■ **EXCERPT TO READ**:
+++
# How to choose the best statistical analysis

#### Beatriz Navas

##### New Member
Hi Everyone!,
I am currently doing a study and as part of it, I have to develop a questionnaire with the following structure: Given a change in "Factor A" how will it affect "Factor B"?. I have realized that I have many factors (and therefore my questionnaire is quite long). Then, I would like to perform a statistical analysis to check if some of these factors are independent so I can eliminate some questions, and therefore reduce the questionnaire's size. For instance, if after an statistical analysis I obtain that Factor 1 and Factor 2 are independent i could eliminate 2 questions: (1) Given a change in "Factor 1" how will it affect "Factor 2"? and (2) Given a change in "Factor 2" how will it affect "Factor 1"?

To perform the analysis, I have data regarding factors presented in past accidents as follows:
- Accident 1: Factor 1, Factor 2, Factor 4, Factor "n"
- Accident 2: Factor 2, Factor 3, Factor "n"
...
Is there any statistical test that would allow me to determine if two factors (e.g. Factor 1 and Factor 3) are independent by considering how often they appear together in an accident?

#### DevinUMN

##### New Member
There are a couple of things that are important to consider here, and they're based in a couple of questions you should ask yourself as well as some considerations. Most of these questions/considerations could be answered by understanding the specifics of your analyses (i.e: what is your actual project, data being collected, etc.).
+++
■ **EXCERPTED DATA**:

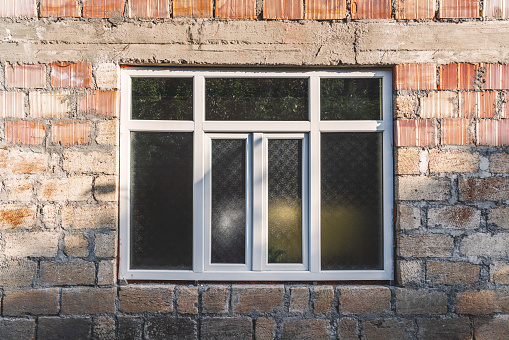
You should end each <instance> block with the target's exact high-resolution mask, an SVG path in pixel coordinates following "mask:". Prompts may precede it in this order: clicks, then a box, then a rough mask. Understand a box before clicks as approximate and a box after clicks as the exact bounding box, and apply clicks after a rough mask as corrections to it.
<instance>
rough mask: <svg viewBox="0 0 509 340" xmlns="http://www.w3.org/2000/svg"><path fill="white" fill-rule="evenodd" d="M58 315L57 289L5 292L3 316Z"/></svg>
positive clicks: (13, 290)
mask: <svg viewBox="0 0 509 340" xmlns="http://www.w3.org/2000/svg"><path fill="white" fill-rule="evenodd" d="M56 314H58V289H57V288H50V289H30V290H6V291H4V299H3V315H7V316H21V315H56Z"/></svg>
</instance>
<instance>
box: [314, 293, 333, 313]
mask: <svg viewBox="0 0 509 340" xmlns="http://www.w3.org/2000/svg"><path fill="white" fill-rule="evenodd" d="M313 292H314V299H313V306H314V312H315V314H320V313H329V312H330V311H331V305H332V301H333V300H334V288H333V287H332V286H316V287H314V288H313Z"/></svg>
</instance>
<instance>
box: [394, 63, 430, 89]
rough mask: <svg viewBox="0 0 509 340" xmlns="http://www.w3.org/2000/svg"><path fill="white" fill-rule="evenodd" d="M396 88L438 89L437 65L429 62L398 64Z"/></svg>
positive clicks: (394, 67)
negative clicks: (437, 82)
mask: <svg viewBox="0 0 509 340" xmlns="http://www.w3.org/2000/svg"><path fill="white" fill-rule="evenodd" d="M393 77H394V90H436V88H437V74H436V66H435V65H429V64H403V65H396V67H394V71H393Z"/></svg>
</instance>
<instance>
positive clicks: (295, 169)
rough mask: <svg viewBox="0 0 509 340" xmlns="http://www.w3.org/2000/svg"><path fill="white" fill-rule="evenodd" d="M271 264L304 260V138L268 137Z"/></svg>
mask: <svg viewBox="0 0 509 340" xmlns="http://www.w3.org/2000/svg"><path fill="white" fill-rule="evenodd" d="M268 196H269V197H268V203H269V204H268V232H269V235H268V236H269V237H268V239H269V245H268V246H269V249H268V252H269V253H268V260H269V263H302V140H300V139H269V140H268Z"/></svg>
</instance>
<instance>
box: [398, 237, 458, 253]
mask: <svg viewBox="0 0 509 340" xmlns="http://www.w3.org/2000/svg"><path fill="white" fill-rule="evenodd" d="M398 245H399V254H400V255H401V256H404V257H447V256H451V255H452V249H453V247H454V239H453V238H452V237H451V236H449V235H445V234H418V235H400V236H399V244H398Z"/></svg>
+++
■ **ACTION ITEM A**: In the forum thread about choosing a statistical analysis, what data does the first poster have for the analysis?
■ **ACTION ITEM B**: Write the next part of the forum thread about choosing a statistical analysis, picking up after its final sentence.
The rows were taken from a source unrelated to the forum thread.

■ **WRITTEN RESPONSE A**: Data on the factors present in past accidents.

■ **WRITTEN RESPONSE B**:
• What kind of data are you getting from the questions?
• Quantitative? (ie: Are you asking, "On a scale of 1-5, how does this make you feel?")
• Qualitative? (ie: "Which of the words best describes how this made you feel" in which you would then look at the frequency of each answer as quantitative data)
• Are your "factors" the questions themselves, or are multiple questions relating to specific factors
• ie: Is "Factor n = Question n" or is "Question 1-3, 7, 10 = Factor 1"?
So before helping you further, we'd need answers to those questions, as they're all important questions!

Right now, I think that the only way to figure that out, BEFORE giving out the questionnaire, is to non-statistically ask yourself whether or not you can find questions that are redundant or otherwise irrelevant. From a statistical standpoint though, the only way you're going to figure out which are important, independent, etc. is to collect the data and analyze it afterwards to figure out which questions can be considered unimportant/redundant/irrelevant. Note that this would be analyzed POST-questionnaire. I think that this could be really helpful though, because it will allow you to reduce the number of variables/factors going into your study. It will also help your data analyses, because you would ideally want to have a larger sample size than you do factors/variables (meaning there are more people answering the questions than questions themselves).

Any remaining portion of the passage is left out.